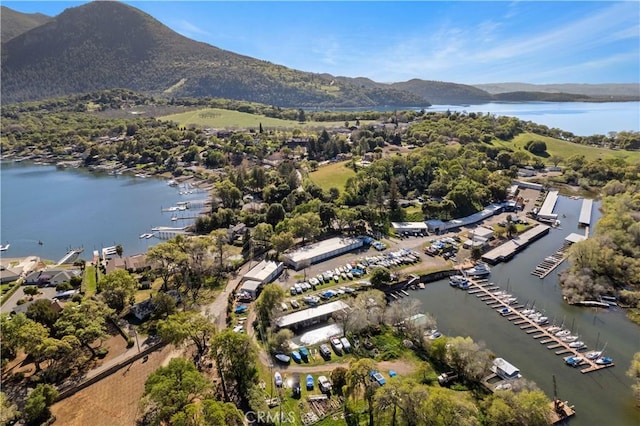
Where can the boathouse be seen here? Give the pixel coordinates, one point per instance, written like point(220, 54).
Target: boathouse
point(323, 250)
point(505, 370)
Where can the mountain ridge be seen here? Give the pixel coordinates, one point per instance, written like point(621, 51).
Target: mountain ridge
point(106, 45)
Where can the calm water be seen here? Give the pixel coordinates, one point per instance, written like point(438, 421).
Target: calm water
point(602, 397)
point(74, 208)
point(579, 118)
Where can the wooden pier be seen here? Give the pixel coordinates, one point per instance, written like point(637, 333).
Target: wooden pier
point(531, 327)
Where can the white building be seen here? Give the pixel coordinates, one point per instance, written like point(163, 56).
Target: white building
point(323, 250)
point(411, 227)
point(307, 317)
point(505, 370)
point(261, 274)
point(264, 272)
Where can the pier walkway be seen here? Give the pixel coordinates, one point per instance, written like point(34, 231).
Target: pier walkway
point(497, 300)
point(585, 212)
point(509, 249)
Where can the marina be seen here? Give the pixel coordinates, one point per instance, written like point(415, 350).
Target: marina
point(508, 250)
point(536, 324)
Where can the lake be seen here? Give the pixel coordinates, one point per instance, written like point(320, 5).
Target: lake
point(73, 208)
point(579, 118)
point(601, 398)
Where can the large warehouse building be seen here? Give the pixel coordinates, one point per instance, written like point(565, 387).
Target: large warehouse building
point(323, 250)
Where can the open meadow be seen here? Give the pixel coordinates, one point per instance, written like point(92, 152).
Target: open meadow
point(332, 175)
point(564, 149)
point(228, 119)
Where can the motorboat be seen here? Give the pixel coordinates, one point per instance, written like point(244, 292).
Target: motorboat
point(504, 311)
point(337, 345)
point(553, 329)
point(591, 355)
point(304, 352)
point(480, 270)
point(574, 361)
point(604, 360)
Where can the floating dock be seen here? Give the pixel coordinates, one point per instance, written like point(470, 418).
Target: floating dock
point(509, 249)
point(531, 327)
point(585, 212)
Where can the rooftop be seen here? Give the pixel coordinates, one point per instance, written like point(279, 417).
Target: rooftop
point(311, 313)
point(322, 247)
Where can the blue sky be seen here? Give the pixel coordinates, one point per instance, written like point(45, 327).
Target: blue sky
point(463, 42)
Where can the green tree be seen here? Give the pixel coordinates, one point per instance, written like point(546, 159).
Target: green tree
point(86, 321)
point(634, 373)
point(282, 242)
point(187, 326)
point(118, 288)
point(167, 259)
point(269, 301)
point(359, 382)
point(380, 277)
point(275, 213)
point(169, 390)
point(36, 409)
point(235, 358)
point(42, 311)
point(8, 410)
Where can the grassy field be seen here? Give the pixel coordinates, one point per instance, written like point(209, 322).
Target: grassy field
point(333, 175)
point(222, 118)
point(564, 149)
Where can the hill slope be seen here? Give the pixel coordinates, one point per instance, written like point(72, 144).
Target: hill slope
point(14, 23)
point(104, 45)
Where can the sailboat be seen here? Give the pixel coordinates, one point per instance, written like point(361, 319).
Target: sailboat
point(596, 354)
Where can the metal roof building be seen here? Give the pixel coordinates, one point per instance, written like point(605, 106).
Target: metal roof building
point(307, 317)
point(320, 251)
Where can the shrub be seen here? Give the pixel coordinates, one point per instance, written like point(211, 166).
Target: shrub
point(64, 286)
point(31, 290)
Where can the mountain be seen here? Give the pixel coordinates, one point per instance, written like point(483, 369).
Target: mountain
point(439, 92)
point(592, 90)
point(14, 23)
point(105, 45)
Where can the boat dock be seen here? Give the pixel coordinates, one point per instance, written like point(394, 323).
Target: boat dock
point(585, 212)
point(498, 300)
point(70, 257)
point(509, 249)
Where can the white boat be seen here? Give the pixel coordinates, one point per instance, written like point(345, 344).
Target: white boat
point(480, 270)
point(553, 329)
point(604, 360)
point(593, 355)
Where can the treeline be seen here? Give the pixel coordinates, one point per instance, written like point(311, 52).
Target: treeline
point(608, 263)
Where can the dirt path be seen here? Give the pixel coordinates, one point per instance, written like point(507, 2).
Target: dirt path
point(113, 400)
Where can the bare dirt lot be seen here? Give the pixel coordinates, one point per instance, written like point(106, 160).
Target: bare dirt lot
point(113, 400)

——

» **Brief**: Copy out all the entries above with "Target" replaced by "Object" and nothing else changed, leaving out the pictures.

» **Solution**:
Where can the boathouse be seen here? Give the pixel coordinates, one point per instance, written like point(220, 54).
Object: boathouse
point(323, 250)
point(505, 370)
Where can the mountain ridge be seen here? Give the pixel coordinates, one point per instance, written like point(621, 51).
Object: mountain ridge
point(106, 45)
Where can the calm water be seen here? Give the pixel coordinates, one point per instance, written like point(438, 421).
Object: calm water
point(602, 397)
point(74, 208)
point(579, 118)
Where can the wooden pier be seen here? Give the pixel coordinates, one point per instance, written like point(637, 333).
Object: wooden pier
point(531, 327)
Where can the white building be seen here? Give the pixel coordinates, one point per instance, written like point(163, 56).
Object: white building
point(323, 250)
point(411, 227)
point(307, 317)
point(505, 370)
point(261, 274)
point(264, 272)
Where can the pier walkway be seen here? Give the pixel coordinates, one point per instance, written like point(34, 231).
Object: pier walkway
point(497, 300)
point(585, 212)
point(509, 249)
Where can the marina be seen here? Give the pixel coordinates, one point per instance, written like point(415, 350).
Object: marina
point(508, 250)
point(536, 324)
Where can the lake be seen here? Give the pixel coordinates, one point per instance, written like point(320, 5).
Object: lake
point(73, 208)
point(579, 118)
point(601, 398)
Where can the large warehouse building be seen here? Give the pixel coordinates, one point per instance, written like point(565, 387).
Object: large warehouse building
point(323, 250)
Where can the open meadow be seen here? Give the pixel coordinates, one point per instance, written like point(92, 152).
Object: open meadow
point(332, 175)
point(564, 149)
point(228, 119)
Where can the motorboat be seen here? Give the pixel coordinates, one point per instance, written like point(244, 292).
Object: motorboat
point(504, 311)
point(337, 345)
point(553, 329)
point(591, 355)
point(304, 352)
point(480, 270)
point(574, 361)
point(604, 360)
Where can the floating dock be seen here? Give the pixel coordinates, one point per instance, written like point(470, 418).
Object: floating dock
point(509, 249)
point(531, 327)
point(585, 212)
Where can the rooftop be seen here? Give the pixel coordinates, one point per instance, written like point(279, 417).
Object: rooftop
point(311, 313)
point(322, 247)
Where can the blue sky be seen here? Give the pixel coordinates, one point per instance, written like point(45, 327).
Object: blue sky
point(463, 42)
Where can the green tree be seen here? Give the pixel coordinates, one point per instance, written like point(546, 159).
Object: green tree
point(86, 321)
point(634, 373)
point(282, 242)
point(187, 326)
point(118, 288)
point(167, 259)
point(269, 301)
point(359, 382)
point(380, 277)
point(275, 213)
point(169, 390)
point(36, 409)
point(235, 358)
point(42, 311)
point(8, 410)
Where can the grassy field be seen here? Give the pixel coordinates, one point per instance, written like point(209, 322).
Object: grassy field
point(333, 175)
point(222, 118)
point(564, 149)
Where can the hill slope be seen here? Give the pixel coordinates, one point per instance, written like point(72, 144).
Object: hill slope
point(14, 23)
point(104, 45)
Where can the sailboat be seen here? Give the pixel coordinates, one point per instance, written like point(361, 319).
Object: sailboat
point(596, 354)
Where can the metal roof building be seen here? Give the pixel coordinates, one point per instance, written like point(605, 106).
Object: metal roof building
point(307, 317)
point(320, 251)
Where can the shrub be seen here? Give the pixel coordinates, one point per instance, written like point(211, 166).
Object: shrub
point(64, 286)
point(31, 290)
Where can the mountain be seen here? Give the pixel coordinates, one point per instance, written like point(483, 369).
Object: mountain
point(439, 92)
point(592, 90)
point(14, 23)
point(105, 45)
Where can the boat dock be seen here? Give the pixel coordinates, one point per instance, written like point(394, 323).
Object: boat dock
point(585, 212)
point(498, 300)
point(70, 257)
point(509, 249)
Where can the white boat be seen here? Give the pixel coordinates, one point per instance, written like point(345, 344).
Object: white boat
point(480, 270)
point(553, 329)
point(604, 360)
point(593, 355)
Where can the treeline be seen here? Give the pixel coordinates, one point per instance, written like point(311, 52).
Object: treeline
point(608, 263)
Where can the dirt path be seen here? Give the pixel coordinates, one point per instance, written like point(507, 2).
Object: dirt path
point(113, 400)
Where can the bare dirt lot be seen here? Give the pixel coordinates, one point per instance, written like point(106, 160).
Object: bare dirt lot
point(113, 400)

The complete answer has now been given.